YOUR INSTRUCTIONS ::
In the SQRL documentation below, list every table or column name in the code lines that begins with an underscore.

Products := DISTINCT Products ON id ORDER BY updated DESC;

Distinct statements in SQRL are designed to select the most recent version of each row based on a specified key, effectively implementing deduplication in streaming data or ensuring data uniqueness in database systems.

Queries

MyTable := SELECT * FROM Table;

Naming and Selecting Columns

In SQRL, all columns must be explicitly named.

// Invalid
MyTable := SELECT COUNT() FROM Table;

// Valid
MyTable := SELECT COUNT() AS cnt FROM Table;

Table Shadowing

Tables can be shadowed, meaning a new table can be created with the same name as an existing one.

MyTable := SELECT * FROM MyTable;

Hidden Tables and Columns

When the name of a table or column starts with the underscore character _, it is considered hidden. Hidden tables and columns are not exposed in the API or imported by other scripts.

_MyHiddenTable := SELECT * FROM MyTable WHERE ...;

Example of Hidden Column:

MyTable := SELECT id, _hiddenColumn FROM Table;

In this example, _hiddenColumn will not be exposed in the API.

Usage of Hidden Tables

Hidden tables are useful for intermediate calculations or data transformations that should not be accessible externally.

_tempData := SELECT * FROM MyTable WHERE condition;

In this example, _tempData is used for an internal operation and is not exposed.

Nested Query

Nested tables represent parent-child relationships and simplify aggregations by parent rows.

MyTable.query := SELECT * FROM x;

We can query a nested table globally, i.e., over all rows in the table, or locally, i.e., only the rows associated with a given parent row.

Global Aggregation

Order_totals := SELECT sum(total) as price, 
    sum(coalesce(discount, 0.0)) as saving FROM Orders.items;

In this example, the Order_totals table contains a single aggregate that sums up the total and discount over all items in all orders. The result is one global aggregation over all order items.

EXTRACTED RECORDS ::
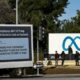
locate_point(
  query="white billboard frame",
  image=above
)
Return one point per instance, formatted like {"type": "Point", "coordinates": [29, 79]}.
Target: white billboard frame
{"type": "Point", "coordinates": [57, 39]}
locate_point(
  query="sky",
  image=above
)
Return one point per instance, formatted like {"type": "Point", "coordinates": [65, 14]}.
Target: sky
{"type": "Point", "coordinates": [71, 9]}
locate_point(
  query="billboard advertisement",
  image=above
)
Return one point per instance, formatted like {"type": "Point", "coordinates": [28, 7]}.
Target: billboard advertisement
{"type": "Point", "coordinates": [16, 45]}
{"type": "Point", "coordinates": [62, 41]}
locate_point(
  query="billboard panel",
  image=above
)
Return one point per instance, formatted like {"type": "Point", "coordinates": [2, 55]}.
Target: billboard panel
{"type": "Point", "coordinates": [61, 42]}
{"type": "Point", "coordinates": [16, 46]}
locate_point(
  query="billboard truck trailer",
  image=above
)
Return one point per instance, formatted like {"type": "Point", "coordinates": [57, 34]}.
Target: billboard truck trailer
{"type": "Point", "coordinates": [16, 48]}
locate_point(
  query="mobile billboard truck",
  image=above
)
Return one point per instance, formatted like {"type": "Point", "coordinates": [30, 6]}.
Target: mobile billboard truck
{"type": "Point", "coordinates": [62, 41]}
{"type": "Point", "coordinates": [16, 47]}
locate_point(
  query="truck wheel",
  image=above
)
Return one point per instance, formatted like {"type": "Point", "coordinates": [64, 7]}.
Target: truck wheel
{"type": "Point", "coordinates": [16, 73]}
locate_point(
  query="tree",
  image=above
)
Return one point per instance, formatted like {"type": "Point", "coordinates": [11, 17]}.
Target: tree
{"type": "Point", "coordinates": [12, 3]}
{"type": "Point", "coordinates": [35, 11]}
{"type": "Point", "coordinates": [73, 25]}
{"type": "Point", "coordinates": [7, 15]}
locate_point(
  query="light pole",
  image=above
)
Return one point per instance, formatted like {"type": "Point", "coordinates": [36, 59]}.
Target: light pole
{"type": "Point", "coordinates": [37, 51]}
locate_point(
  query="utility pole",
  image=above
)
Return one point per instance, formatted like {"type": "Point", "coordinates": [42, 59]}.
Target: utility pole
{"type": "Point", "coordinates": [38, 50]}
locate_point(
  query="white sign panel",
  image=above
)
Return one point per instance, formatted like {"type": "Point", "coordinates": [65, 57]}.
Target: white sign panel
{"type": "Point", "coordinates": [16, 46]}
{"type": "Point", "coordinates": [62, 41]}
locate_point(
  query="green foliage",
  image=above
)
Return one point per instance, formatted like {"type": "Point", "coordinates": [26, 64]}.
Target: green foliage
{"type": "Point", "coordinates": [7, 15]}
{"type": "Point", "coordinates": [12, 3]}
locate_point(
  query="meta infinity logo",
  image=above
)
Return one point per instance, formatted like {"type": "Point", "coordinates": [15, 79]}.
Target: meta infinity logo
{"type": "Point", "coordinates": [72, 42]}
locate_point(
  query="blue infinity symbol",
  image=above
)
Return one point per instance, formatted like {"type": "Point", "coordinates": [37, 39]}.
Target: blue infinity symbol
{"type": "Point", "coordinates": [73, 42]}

--

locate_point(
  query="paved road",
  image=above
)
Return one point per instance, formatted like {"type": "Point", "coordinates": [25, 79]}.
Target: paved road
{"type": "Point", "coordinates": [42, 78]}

THE OUTPUT ::
_MyHiddenTable
_hiddenColumn
_tempData